*AUFGABENSTELLUNG:* Prüfen Sie, ob folgende Aussagen mit dem Forumsthread zu Windows 7 und Dateirechten übereinstimmen, und belegen Sie jedes Ja oder Nein mit den entscheidenden Worten des Threads im genauen Wortlaut. 1. Nach dem Kopieren der Dateien per Batch in den Temp-Ordner funktionierte die Anwendung. 2. Laut der Rechteübersicht haben normale Benutzer keinen Vollzugriff. 3. Die Antwort im Thread besagt, dass eine Batch automatisch mit dem Administratorkonto läuft, sobald man als Administrator angemeldet ist.

*VORLIEGENDER TEXT:*
-*-
# Windows 7 und Dateirechte



## bauchinj (26. Januar 2011)

Hallo!

Ich Kopiere mittels Batch einige Dateien u.a. eine Anwendung nach C:\Programme\Ordner. So weit so gut. Die Dateien werden erfolgreich verschoben und die .exe kann ausgeführt werden. Verschärfe ich jetzt aber die Sicherheitsprüfung ist das nicht mehr der Fall. Ich müsste die Dateien in den Temp ordner kopieren lassen, dann würds funktionieren.

Hab ich also gemacht, die betreffenden Dateien mitels Batch in den Temp-Ordner.... natürlich hats dann nicht geklappt. Jetzt hab ich mich ein bisschen mit den Rechten beschäftigt. Also:
Administratoren haben Vollzugriff
System hat Vollzugriff
"normale Benutzer" haben keinen Vollzugriff


Jetzt bin ich aber mit einem Administratorbenutzer angemeldet und es funktioniert nicht. Hab mal gedacht ich änder einfach mal die Rechte für "normale Benutzer" auf Vollzugriff. Siehe da, es funkioniert. 

Jetzt will ich die Rechte für das Verzeichnis auf Vollzugriff für "normale Benutzer" mittels Batch setzen. hab auch schon die Befehler Cacls und Icacls gefunden - nur irgendwie machts nicht richtig. kann mir bitte jemand bei diesem Problem helfen********


Danke im Voraus

bauchinj


----------



## rd4eva (26. Januar 2011)

Nur weil du als Administrator angemeldet bist heisst das noch lange nicht das die batch auch mit dem Administratorkonto ausgeführt wird.
-*-
*BEREITGESTELLTE DATEN:*

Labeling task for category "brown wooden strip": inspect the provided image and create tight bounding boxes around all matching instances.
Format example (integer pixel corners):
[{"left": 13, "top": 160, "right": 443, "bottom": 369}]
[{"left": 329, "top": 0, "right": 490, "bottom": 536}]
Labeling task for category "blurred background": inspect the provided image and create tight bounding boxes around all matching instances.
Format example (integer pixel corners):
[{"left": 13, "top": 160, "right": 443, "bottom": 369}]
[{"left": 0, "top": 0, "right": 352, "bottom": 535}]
-*-
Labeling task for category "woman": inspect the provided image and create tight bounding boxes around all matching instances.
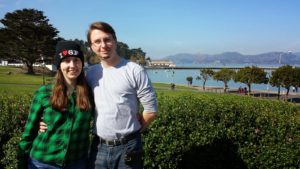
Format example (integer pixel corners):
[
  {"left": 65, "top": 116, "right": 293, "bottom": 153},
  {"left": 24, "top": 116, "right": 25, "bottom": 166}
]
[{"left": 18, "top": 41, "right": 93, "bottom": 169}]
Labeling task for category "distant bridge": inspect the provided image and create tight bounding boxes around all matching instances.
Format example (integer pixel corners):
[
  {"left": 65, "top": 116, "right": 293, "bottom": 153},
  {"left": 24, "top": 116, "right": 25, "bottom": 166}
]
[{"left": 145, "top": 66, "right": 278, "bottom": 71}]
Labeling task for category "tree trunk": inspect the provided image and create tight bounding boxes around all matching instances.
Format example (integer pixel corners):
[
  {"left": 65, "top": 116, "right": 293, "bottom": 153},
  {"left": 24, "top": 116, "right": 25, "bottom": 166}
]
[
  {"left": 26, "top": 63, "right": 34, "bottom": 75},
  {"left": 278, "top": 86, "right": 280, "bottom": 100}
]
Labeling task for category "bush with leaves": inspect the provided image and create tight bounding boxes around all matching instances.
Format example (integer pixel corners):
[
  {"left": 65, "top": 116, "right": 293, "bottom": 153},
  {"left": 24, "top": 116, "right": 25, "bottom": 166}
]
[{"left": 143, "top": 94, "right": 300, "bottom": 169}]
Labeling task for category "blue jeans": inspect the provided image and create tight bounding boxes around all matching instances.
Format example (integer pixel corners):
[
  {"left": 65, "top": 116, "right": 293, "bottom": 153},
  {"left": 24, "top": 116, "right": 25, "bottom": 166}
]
-*-
*ENDERGEBNIS:*
1. Nein: „natürlich hats dann nicht geklappt“
2. Ja: „"normale Benutzer" haben keinen Vollzugriff“
3. Nein: „Nur weil du als Administrator angemeldet bist heisst das noch lange nicht das die batch auch mit dem Administratorkonto ausgeführt wird.“